A autora não se conformou com a sentença e interpôs recurso de apelação, pedindo se revogasse e se substituísse a mesma por decisão que julgasse totalmente procedente a acção.

O Tribunal da Relação do Porto, por acórdão proferido em 10 de Abril de 2025, julgou parcialmente procedente o recurso e, em consequência:

a. Revogou a sentença da 1.ª instância;

b. Julgou parcialmente procedente a acção, condenando a ré a pagar/restituir ao autor, a quantia de €48.698,41, acrescida de juros de mora, à taxa supletiva legal dos juros das obrigações civis, vencidos desde a data da sua citação para a acção e vincendos e até ao seu integral pagamento/restituição.

Revista

A não se conformou com a condenação e interpôs recurso de revista, pedindo a revogação do acórdão recorrido.

Os fundamentos do recurso expostos nas conclusões foram os seguintes

1. Como não podia deixar de ser, toda a doutrina (sem exceção, mas com particular relevância para a que de seguida se evidenciará) citada demonstra que a realidade leiloada e adjudicada é um estabelecimento comercial;

2. Todavia, o acórdão proferido, não obstante a invocação de tão avisados ensinamentos, conclui, precisamente, em sentido contrário.

3. Noutras palavras, o acórdão recorrido, não dilucidou os ensinamentos que recolheu;

4. Porquanto, se o tivesse feito, não poderia senão ter concluído que a Autora pretendeu adquirir e adquiriu um estabelecimento comercial e que, nessa decorrência, a comissão devida à Ré era de 10% (conforme pagamento ocorrido) e não de 5% (conforme defendido por aquela);

5. Na terminologia normalmente utilizada, existirá estabelecimento comercial contanto que estejam reunidos os elementos do chamado âmbito mínimo ou necessário;

6. Ou seja, na esteira do adiantado, desde que, na realidade em observação, se surpreendam os elementos indispensáveis à identificação do estabelecimento (que se não confundem, evidentemente, com os elementos indispensáveis ao funcionamento do estabelecimento);

7. Resultando evidente que os elementos transmitidos – não obstante a especifica situação em que se encontravam – eram os bastantes para identificar o Posto Combustível que a Autora pretendia adquirir;

8. Resultando evidente, que foi, precisamente, em face dessa suscetibilidade de identificação que a Autora que a autora decidiu adquirir o dito posto;

9. Autora se dedica à comercialização, por grosso e a retalho, de combustíveis;

10. Bem se percebendo que o propósito do negócio realizado foi a aquisição de um posto de revenda de combustível;

11. Tanto mais que a Autora era fornecedora da sociedade proprietária do posto transacionado, tendo visto o seu crédito reconhecido na insolvência da mesma;

12. Nenhuma dúvida subsistindo, portanto, que a realidade leiloada e adjudicada é um verdadeiro posto de combustível;

13. Que o mesmo é dizer: um verdadeiro estabelecimento comercial;

14. Aliás, conforme se vem dizendo, de acordo com o professado pela mais autorizada doutrina citada pelo acórdão recorrido;

15. Assumindo, neste contexto, particular evidência o aduzido pelo Professor Cassiano dos Santos;

16. Desde logo, no preciso excerto (curiosamente) transcrito pelo Tribunal a quo, a saber: “Quando a organização eficiente se projeta para o exterior e se apresenta na intercomunicação produtiva havendo uma perceção do novo ator no tráfico, ainda que difusa, surge o aviamento – organização que é uma qualidade do estabelecimento incindível dele e não é pois, um fator produtivo (mas um resultado) já da conjugação por certo modo dos fatores produtivos). O aviamento – organização não implica necessariamente aptidão para funcionar, isto é para atuar de imediato a atividade produtiva: ele existe logo que é reconhecível no mercado um novo sujeito – organização com certa eficiência que não tem que ser completa ou sem falhas, podem faltar alguns bens para que a empresa possa de facto funcionar. E a empresa pode até não ter ainda entrado em funcionamento ou estar encerrada – ponto é que assuma identidade no mercado ou a não ter perdido, conforme os casos.” (sublinhado nosso).

REGISTOS
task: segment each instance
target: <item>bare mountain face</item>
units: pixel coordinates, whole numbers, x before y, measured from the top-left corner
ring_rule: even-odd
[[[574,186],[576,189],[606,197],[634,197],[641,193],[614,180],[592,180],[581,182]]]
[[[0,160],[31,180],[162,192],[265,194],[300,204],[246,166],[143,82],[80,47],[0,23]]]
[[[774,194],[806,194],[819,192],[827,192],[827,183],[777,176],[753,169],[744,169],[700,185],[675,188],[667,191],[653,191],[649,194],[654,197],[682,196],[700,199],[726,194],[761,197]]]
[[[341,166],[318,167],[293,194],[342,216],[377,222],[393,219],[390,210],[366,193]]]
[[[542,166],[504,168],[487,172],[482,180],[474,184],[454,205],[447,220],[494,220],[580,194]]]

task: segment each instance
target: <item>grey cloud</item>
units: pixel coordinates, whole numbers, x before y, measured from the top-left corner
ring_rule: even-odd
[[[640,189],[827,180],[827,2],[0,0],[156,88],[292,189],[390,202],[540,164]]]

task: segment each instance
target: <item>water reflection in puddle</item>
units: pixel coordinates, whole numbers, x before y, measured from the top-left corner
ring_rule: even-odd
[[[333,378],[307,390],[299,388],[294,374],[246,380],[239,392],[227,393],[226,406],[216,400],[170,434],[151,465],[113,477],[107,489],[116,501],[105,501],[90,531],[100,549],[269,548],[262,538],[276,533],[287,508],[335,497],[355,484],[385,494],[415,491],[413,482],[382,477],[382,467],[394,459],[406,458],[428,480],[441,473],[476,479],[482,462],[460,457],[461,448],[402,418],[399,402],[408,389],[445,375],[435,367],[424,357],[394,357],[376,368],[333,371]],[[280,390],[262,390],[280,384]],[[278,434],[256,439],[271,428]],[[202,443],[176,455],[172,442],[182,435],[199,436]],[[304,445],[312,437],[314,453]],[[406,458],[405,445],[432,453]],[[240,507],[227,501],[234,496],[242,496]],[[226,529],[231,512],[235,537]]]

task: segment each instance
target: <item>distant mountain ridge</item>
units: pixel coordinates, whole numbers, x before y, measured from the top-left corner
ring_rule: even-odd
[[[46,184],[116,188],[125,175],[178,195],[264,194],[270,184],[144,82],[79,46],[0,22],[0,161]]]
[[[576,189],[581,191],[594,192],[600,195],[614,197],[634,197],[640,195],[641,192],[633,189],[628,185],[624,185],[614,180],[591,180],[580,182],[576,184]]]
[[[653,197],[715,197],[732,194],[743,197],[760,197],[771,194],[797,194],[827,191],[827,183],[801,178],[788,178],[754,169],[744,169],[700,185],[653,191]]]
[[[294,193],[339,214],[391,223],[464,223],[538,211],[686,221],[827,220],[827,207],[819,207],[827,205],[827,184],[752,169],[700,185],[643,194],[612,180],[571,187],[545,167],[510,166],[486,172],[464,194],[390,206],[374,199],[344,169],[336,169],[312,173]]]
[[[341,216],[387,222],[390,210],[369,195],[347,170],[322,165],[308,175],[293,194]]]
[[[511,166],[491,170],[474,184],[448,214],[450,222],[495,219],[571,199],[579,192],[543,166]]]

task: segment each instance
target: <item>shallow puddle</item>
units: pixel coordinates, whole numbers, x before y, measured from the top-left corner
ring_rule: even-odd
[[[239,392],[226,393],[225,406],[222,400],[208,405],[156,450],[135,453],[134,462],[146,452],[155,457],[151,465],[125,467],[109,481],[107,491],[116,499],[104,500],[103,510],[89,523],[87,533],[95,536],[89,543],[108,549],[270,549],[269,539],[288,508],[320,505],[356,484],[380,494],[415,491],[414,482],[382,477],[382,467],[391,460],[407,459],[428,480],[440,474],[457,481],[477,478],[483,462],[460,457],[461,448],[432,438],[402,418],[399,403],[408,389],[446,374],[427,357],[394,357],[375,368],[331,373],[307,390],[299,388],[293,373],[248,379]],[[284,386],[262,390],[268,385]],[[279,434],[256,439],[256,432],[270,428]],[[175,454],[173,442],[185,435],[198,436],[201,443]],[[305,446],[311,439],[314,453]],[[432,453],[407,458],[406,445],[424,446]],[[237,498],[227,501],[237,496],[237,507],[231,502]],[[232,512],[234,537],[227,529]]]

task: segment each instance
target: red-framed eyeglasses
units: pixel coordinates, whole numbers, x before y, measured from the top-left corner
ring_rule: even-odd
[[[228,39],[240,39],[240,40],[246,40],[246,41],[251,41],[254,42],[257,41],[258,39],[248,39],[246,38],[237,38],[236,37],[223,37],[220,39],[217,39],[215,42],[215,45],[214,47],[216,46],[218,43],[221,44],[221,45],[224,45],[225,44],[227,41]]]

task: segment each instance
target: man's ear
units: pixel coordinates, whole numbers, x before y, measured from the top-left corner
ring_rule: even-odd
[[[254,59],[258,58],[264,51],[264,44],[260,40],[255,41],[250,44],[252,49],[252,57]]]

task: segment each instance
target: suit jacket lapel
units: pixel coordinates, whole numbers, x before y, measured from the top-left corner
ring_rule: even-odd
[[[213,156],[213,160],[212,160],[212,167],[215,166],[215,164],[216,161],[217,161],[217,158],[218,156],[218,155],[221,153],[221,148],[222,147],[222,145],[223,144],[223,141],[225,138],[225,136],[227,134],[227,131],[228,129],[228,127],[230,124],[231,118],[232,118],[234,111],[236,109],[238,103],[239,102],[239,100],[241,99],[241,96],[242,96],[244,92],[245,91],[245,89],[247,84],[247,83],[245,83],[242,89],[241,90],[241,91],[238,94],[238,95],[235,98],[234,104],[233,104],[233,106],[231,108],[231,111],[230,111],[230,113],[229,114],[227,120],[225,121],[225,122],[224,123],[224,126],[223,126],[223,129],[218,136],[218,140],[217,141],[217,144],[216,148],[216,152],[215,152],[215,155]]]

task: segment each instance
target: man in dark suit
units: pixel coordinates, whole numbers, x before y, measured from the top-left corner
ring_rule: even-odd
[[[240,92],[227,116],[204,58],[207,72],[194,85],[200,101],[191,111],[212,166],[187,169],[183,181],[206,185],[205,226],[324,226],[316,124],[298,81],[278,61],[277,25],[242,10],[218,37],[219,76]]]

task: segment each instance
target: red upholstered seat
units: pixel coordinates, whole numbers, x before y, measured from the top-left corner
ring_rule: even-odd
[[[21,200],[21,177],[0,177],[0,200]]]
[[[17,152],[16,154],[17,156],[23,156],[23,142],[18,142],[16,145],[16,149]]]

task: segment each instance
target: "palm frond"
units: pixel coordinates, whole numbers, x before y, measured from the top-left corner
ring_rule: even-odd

O QUE FAZER
No trecho sobre o recurso de revista, porque é que a comissão devida à Ré seria de 10% e não de 5%? Explique em uma a três frases. Os registos vêm de outra fonte.

TAREFA CONCLUÍDA
Porque a Autora pretendeu adquirir e adquiriu um estabelecimento comercial. Daí resulta que a comissão devida à Ré era de 10%, como foi pago, e não de 5%, como a Autora defendia.